**What is required:** Write out each line of the listing as it stands, without the images.

* Begin Recorded data *

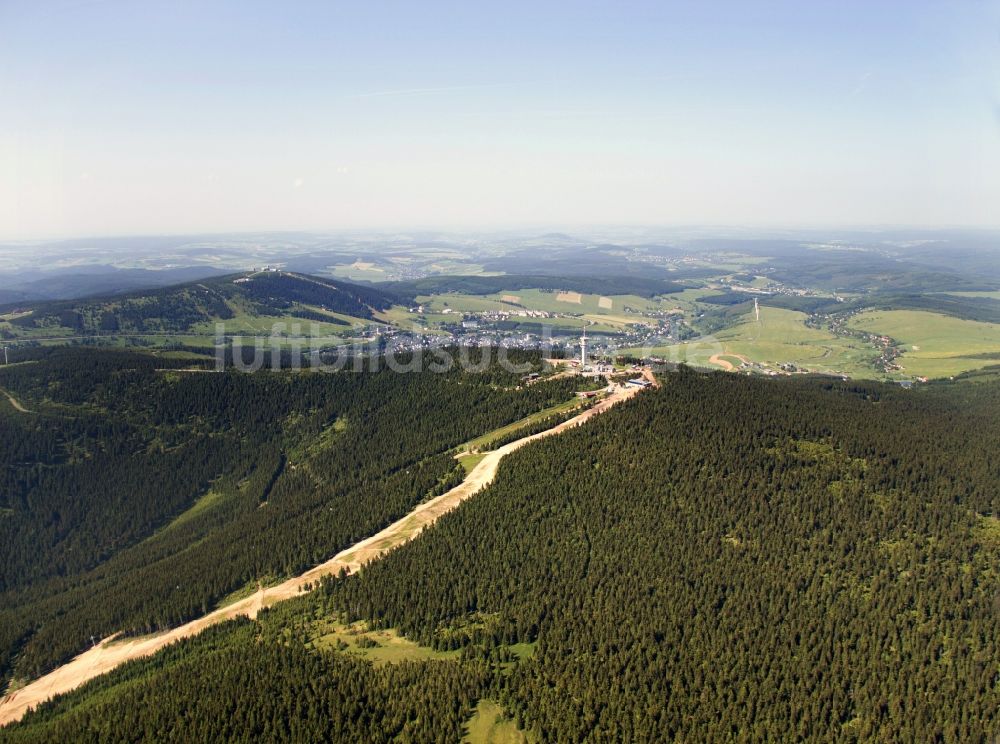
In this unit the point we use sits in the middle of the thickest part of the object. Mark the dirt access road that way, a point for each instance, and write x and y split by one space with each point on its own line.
109 654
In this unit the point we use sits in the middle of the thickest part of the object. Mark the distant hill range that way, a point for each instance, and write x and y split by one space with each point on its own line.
91 281
178 308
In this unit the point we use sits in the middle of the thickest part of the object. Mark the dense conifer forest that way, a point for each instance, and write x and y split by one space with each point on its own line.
720 559
136 497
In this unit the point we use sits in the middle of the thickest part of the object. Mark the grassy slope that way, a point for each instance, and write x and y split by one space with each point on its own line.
491 726
934 345
781 336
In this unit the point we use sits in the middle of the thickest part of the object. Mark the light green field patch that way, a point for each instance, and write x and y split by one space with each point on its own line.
470 460
486 439
935 345
490 725
382 646
781 337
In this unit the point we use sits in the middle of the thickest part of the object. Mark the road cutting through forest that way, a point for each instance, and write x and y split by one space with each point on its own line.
110 653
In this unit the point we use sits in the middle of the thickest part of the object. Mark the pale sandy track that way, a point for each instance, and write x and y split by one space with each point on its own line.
110 653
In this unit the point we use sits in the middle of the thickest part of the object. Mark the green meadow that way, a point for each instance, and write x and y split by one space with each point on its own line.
935 345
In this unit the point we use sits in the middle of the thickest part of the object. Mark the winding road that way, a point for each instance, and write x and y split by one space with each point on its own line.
109 653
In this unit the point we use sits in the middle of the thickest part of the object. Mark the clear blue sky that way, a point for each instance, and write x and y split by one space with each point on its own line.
169 117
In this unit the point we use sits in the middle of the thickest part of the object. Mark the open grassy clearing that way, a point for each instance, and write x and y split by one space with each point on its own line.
382 646
935 345
781 337
469 460
490 725
994 295
486 439
545 301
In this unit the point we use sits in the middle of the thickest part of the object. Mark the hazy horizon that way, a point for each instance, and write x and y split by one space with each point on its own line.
172 119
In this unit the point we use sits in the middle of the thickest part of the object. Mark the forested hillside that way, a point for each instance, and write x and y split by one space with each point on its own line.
135 498
721 559
180 308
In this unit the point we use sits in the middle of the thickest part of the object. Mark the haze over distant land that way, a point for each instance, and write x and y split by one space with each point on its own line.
151 118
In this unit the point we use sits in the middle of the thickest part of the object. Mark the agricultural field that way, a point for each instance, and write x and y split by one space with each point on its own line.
781 337
935 345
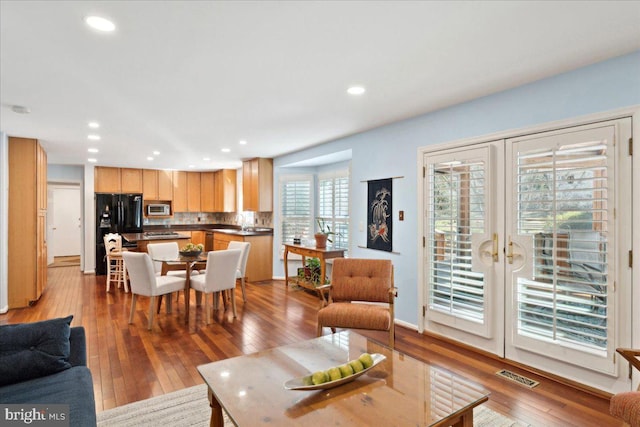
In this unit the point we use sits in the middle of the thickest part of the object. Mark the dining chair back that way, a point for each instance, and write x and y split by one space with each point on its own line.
116 269
354 282
219 276
241 272
145 282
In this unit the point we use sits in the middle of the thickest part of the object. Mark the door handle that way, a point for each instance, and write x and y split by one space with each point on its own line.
510 251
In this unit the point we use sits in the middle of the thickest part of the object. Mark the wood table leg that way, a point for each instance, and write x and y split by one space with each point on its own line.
216 410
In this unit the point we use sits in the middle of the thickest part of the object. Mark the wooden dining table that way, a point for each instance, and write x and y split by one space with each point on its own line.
182 263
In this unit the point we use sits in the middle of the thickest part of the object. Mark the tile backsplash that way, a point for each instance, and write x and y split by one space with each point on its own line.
262 219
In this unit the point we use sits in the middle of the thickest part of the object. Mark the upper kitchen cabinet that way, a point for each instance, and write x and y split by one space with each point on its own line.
107 180
180 191
157 184
193 192
131 180
257 185
27 211
225 190
207 191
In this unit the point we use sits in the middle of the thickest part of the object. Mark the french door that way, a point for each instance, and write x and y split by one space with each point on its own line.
525 249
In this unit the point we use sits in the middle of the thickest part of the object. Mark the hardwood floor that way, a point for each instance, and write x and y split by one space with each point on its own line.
130 363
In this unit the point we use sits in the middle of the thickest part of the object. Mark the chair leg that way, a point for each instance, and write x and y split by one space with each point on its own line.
233 302
151 307
133 308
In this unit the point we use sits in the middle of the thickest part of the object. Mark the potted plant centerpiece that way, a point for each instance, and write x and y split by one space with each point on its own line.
322 235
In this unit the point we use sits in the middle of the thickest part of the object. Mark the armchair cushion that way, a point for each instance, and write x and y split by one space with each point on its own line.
32 350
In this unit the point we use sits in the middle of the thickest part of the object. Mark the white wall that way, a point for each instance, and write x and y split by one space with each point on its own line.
4 222
392 151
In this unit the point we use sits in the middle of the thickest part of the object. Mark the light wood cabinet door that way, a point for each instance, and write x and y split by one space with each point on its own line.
207 201
107 180
225 190
150 184
131 180
179 191
165 185
193 191
257 185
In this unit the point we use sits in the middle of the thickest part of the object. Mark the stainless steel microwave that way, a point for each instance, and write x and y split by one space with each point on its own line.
158 209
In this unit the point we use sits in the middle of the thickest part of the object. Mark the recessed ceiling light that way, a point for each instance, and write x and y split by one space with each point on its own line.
100 24
20 109
355 90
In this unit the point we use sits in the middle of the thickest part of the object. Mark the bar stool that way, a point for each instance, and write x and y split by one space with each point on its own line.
116 270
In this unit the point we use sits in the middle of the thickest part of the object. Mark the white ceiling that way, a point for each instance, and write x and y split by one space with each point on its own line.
189 78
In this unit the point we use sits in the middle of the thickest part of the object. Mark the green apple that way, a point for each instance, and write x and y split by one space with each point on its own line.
366 359
334 374
356 365
345 370
319 377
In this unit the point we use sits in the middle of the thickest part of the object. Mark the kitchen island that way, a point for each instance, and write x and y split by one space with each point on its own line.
143 239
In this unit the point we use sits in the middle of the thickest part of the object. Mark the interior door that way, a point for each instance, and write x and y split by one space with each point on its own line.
563 215
67 221
465 287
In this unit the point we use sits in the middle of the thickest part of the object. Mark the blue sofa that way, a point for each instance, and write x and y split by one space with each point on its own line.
27 355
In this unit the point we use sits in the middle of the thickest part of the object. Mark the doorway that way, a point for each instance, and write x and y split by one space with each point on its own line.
65 223
524 249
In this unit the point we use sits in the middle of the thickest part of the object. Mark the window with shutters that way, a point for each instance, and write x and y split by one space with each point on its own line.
333 207
296 207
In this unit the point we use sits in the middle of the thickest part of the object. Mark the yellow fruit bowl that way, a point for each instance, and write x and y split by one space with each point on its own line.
304 383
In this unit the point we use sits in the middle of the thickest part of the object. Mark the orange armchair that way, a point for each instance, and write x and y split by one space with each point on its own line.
626 405
354 282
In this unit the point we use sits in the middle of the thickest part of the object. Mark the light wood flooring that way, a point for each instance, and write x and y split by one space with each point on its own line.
130 363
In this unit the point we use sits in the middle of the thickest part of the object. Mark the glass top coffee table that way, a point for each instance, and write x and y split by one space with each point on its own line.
398 391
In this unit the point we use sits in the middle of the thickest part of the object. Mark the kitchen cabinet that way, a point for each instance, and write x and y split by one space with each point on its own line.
225 190
207 192
259 263
130 180
179 191
257 185
27 245
193 191
107 180
150 184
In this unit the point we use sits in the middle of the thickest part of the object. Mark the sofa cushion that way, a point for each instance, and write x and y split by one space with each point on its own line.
31 350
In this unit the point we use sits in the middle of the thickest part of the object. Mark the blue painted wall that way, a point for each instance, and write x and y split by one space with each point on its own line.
392 150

* End Recorded data *

**Written solution:**
In this unit the point we use sits in the middle of the thickest part of the object. Mark the dirt access road that way, a point for each instance, and write x and y split by one space with each point on its own line.
109 654
In this unit the point we use sits in the middle of the thickest part of the object. Mark the distant hill range that way, a point for each instance, and write x and y split by one space with each point on its own line.
91 281
178 308
In this unit the point we use sits in the middle of the thickest part of the object. Mark the dense conifer forest that way, a point for each instance, and write x and y split by one space with each point on its own line.
720 559
136 497
In this unit the point we use sits in the middle of the thickest part of the object. Mark the grassy slope that way, a point for each instance, and write x and y split by one space with each point on its own line.
491 726
934 345
781 336
In this unit the point we use sits in the middle of the thickest part of the object. Mark the light green field patch that way, a point for each instance, and write x and y split by one space with each point on its own line.
470 460
486 439
935 345
490 725
382 646
781 337
In this unit the point we use sits in the middle of the thickest part of the object. Mark the road cutting through forest that way, a point for each instance, and write x and y split by one space with each point on its own line.
110 653
In this unit the point we use sits in the middle of the thickest part of the object. Mark the pale sandy track that way, a point for each instance, and write x and y split by one space with each point on its own line.
110 653
In this unit the point we use sits in the middle of the thickest part of the object. Mark the green meadow that way, a point for each instance, and write x and y split by one space with each point on its own line.
935 345
In this unit the point we use sits in the middle of the thickest part of the object. Mark the winding road that way, a point for each instance, and write x and y split by one space with each point on its own line.
109 653
In this unit the point we use sits in the middle of the thickest part of the object. Mark the clear blue sky that way, a point for each instance, and write x and y split by one space with each point on its own line.
169 117
In this unit the point we use sits in the middle of the thickest part of the object. Mark the open grassy clearing that way, a point for each instance, and write x and y split by one space with each point on its own line.
382 646
935 345
781 337
469 460
490 725
994 295
486 439
545 301
In this unit the point we use sits in the middle of the thickest part of the object. Mark the hazy horizon that way, a point for each instance, and write x and y split by one space with each point on its own line.
172 119
In this unit the point we use sits in the middle of the thickest part of the object. Mark the forested hillside that way, a point for each instance, and write x and y split by one space with each point on its own line.
135 498
721 559
180 308
In this unit the point we use sits in the middle of the thickest part of the object. Mark the haze over distant land that way, a point for each instance, and write x and y split by one space with each point on its own line.
151 118
In this unit the point we use sits in the middle of the thickest part of the object. Mark the agricultural field that way, a point for each instance, and write x and y split by one space with each point on its own line.
781 337
935 345
In this unit the point we use sits in the middle of the thickest part of the object. Mark the dining chair back that way, a point for each instance, and write x and y split by one space with each point on its own line.
116 269
354 282
219 276
241 272
145 282
In this unit the point we use sits in the middle of the thickest part of the object. Mark the door handle that way, a point for each instance, and write x and y split by one space with each point on its own line.
510 251
In this unit the point we use sits in the middle of the thickest part of the object. Mark the wood table leg that way, a point for each instance, and write x and y split by one space with each point on its own line.
216 410
In this unit the point we use sits in the middle of the thickest part of the object. Mark the wooden dining table that way, a point for each instance, and write x and y split by one space with each point on its own line.
182 263
In this unit the point we use sits in the middle of the thickest part of the object. Mark the tile backsplash that way, a point for each instance, and write x and y split by one space with each point on its own line.
262 219
In this unit the point we use sits in the middle of the thickest part of the object. Mark the upper kitchen cabinet that way, a point for each instance, and write x and y split by one space with each point on its own line.
107 180
180 191
157 184
193 192
131 180
257 185
27 211
225 190
207 191
In this unit the point we use sits in the middle of the thickest part of the object. Mark the french door that way, a point for each instance, and write x and y split by one space with each point on its own line.
525 249
In this unit the point we use sits in the middle of the thickest part of the object. Mark the hardwood floor that way, a point for each instance, and write x and y split by one space with each point on its own line.
130 363
In this unit the point we use sits in the middle of the thickest part of the object. Mark the chair leg that way, a point for each instance, and write x and y split by one space with each point on its own line.
233 302
151 307
133 308
In this unit the point we use sits in the middle of the thickest part of the object. Mark the potted plant centerpiece that way, a point for each instance, and write x and y split by one space with each point on its own line.
322 235
In this unit the point we use sits in the middle of the thickest part of the object. Mark the armchair cushion that way, a point for each instance, and write x and y split by one space with each point on its own line.
32 350
In this unit the point we use sits in the middle of the thickest part of the object. Mark the white wall that way, a point for each instance, and write x and y split by one space with each point on its own line.
4 222
392 151
In this unit the point we use sits in the middle of the thickest part of the object. Mark the light wood cabinet door that way, a point for each instance, and write x and y split by one space with each point on its own line.
207 201
107 180
225 190
150 184
131 180
179 191
165 185
193 191
257 185
In this unit the point we use sits in the middle of the thickest part of the object. Mark the stainless steel microwave that way, a point for each instance, and write x and y split by one space with each point on its own line.
158 209
In this unit the point we use sits in the middle of the thickest part of the object. Mark the recessed ceiling light that way, a point for each instance, and write x and y split by one space with each point on its own line.
100 24
20 109
355 90
In this unit the point we use sits in the middle of the thickest part of the object. Mark the bar stool that way, a point for each instance, and write x and y split by one space with each point on its own line.
116 270
In this unit the point we use sits in the middle of the thickest part of the object. Mark the white ceiling that way, a point for each instance, and write x and y split by one space with each point on its own line.
189 78
In this unit the point we use sits in the middle of the thickest part of the object. Mark the green apple that way, a point for each instance, and write x and y split by one space with each point on its own line.
366 359
334 374
356 365
345 370
319 377
In this unit the point we use sits in the middle of the thickest part of the object. Mark the kitchen island that way, a point for each instance, and write x and y split by one space with each point on its own line.
143 239
In this unit the point we use sits in the middle of the thickest part of the object. Mark the interior door that way, a point for each instance, and write x and y split by one space with each point on its own line.
563 215
67 221
465 287
In this unit the point we use sits in the middle of the thickest part of the object. Mark the blue sofa that way, a point for each instance, and write x and y split by one space with each point on its own line.
27 355
In this unit the point we use sits in the middle of the thickest part of the object. Mark the doorway that way, a point for each instance, and write x and y split by one space with each point on its own line.
65 223
524 249
In this unit the point we use sits in the middle of the thickest part of the object. Mark the window with shutters that way, a point for each instance, and write x and y split by one space with each point on its own line.
333 207
296 207
In this unit the point we use sits in the middle of the thickest part of the object. Mark the yellow fruit bowl that way, a point for each instance, and write x and y split by one space with each point on its own line.
304 383
In this unit the point we use sits in the middle of the thickest part of the object. Mark the orange armchair that way, a point for each instance, and write x and y split by one space with each point on its own line.
626 405
354 282
In this unit the point we use sits in the middle of the thickest part of the object. Mark the light wood flooring that way, a point for each instance, and write x and y split by one space with each point on its own line.
130 363
In this unit the point we use sits in the middle of the thickest part of the object. Mark the glass top coffee table that way, a point for each instance, and write x and y split by one space with each point on its own line.
398 391
In this unit the point we use sits in the middle of the thickest part of the object. Mark the kitchen cabinet that way, a point for each instance, and write x and y split by one space with each point on its own line.
225 190
207 192
259 263
130 180
179 191
257 185
27 245
193 191
107 180
150 184
In this unit the point we use sits in the middle of the thickest part of the object. Mark the sofa cushion that way, a point for each instance, and write x and y split by one space with each point on its own line.
31 350
In this unit the point we use sits in the middle of the thickest part of the object. Mark the blue painted wall that way, a point for each instance, and write x and y split by one space with each point on its own line.
392 150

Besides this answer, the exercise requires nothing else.